_TEXT_
——

Tom Goos 2016 Featured Image sizeIn late May, in a dark, smoky room in a hotel basement just outside of the White House grounds in Washington D.C., a special meeting took place. Were Paul Ryan, President Obama, Hillary Clinton and Donald Trump meeting to call a truce to the political drama? Nope, it was our PPAI Board of Directors and staff leadership meeting to examine and update the Association’s three-year strategic plan. Okay, it wasn’t smoky or dark, and we weren’t meeting in a basement—we were in a sunny meeting room with an inspiring view of the White House—but our meeting was just as important to the industry’s future. Three months of intense preparation culminated in this two-day meeting.

Paul Bellantone, PPAI’s president and CEO, and I began our discussions about this day 10 months earlier. We pondered ideas we could employ to make sure it was successful. We talked at length about what we could do to prepare the board and staff leaders to gather information and think outside the typical strategic plan update.

One thing we both felt strongly about was hiring a strategic facilitator to help prepare our mindset and drive the conversation. We believed it was important to have a strong partner who had experience with disrupted industries and had worked with other associations through changing times. With the industry amidst disruption and many of our members experiencing tremendous changes, we knew the Association needed to learn to surf on top of the wave of change. We were pleased to engage the expertise of strategist Seth Kahan, who navigated us through the process that began earlier this year.

In preparation for this meeting, the following steps were taken: 1) PPAI held member focus groups at Expo East; 2) PPAI created a membership task force for input on a number of topics, and 3) Each board and staff member was required to read three specific books on innovation and disruption as well as countless articles on strategic planning and association change.

——

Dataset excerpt
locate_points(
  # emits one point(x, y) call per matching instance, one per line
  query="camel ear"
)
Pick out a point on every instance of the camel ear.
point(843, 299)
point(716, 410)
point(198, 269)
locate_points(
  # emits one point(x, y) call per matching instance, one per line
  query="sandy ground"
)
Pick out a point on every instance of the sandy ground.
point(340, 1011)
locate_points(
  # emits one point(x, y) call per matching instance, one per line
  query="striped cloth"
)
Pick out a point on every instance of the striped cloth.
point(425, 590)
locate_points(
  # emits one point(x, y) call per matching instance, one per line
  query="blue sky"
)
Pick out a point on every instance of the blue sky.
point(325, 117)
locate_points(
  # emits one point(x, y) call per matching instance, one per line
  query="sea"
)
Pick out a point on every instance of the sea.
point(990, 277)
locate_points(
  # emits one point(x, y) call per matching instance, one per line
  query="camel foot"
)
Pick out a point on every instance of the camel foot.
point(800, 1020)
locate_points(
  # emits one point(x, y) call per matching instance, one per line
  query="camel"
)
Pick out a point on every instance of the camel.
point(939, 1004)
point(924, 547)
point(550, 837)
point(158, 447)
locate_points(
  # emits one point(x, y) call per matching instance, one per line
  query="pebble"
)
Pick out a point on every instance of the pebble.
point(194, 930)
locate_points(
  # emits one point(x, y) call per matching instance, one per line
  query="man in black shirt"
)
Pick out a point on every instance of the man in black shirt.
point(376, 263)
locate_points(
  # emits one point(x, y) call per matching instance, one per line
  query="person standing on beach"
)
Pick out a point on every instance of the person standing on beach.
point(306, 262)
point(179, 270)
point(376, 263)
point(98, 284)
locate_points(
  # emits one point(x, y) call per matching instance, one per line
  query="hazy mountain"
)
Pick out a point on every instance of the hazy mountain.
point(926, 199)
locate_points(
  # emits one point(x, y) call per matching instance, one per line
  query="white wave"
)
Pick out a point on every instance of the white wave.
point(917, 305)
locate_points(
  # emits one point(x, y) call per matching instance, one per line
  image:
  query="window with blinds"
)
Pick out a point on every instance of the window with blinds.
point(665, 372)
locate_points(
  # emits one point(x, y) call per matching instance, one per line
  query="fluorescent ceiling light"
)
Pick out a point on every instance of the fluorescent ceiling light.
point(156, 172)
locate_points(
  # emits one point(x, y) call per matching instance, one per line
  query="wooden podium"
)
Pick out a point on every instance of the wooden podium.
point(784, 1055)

——

_GIVEN PROBLEM 1_
From the column on PPAI's strategic plan, extract the passage that begins at the words "In preparation for" and stops after the words "and association change.".
_GIVEN PROBLEM 2_
Decide whether each statement agrees with the column on PPAI's strategic plan. Answer yes or no, and quote the words of the column that settle it. (a) The meeting was held in a dark, smoky hotel basement. (b) The meeting lasted two days. (c) The strategist engaged to guide the process was Paul Bellantone.

_WRITTEN REPLY 1_
In preparation for this meeting, the following steps were taken: 1) PPAI held member focus groups at Expo East; 2) PPAI created a membership task force for input on a number of topics, and 3) Each board and staff member was required to read three specific books on innovation and disruption as well as countless articles on strategic planning and association change.

_WRITTEN REPLY 2_
(a) No: "it wasn’t smoky or dark, and we weren’t meeting in a basement"
(b) Yes: "Three months of intense preparation culminated in this two-day meeting."
(c) No: "We were pleased to engage the expertise of strategist Seth Kahan"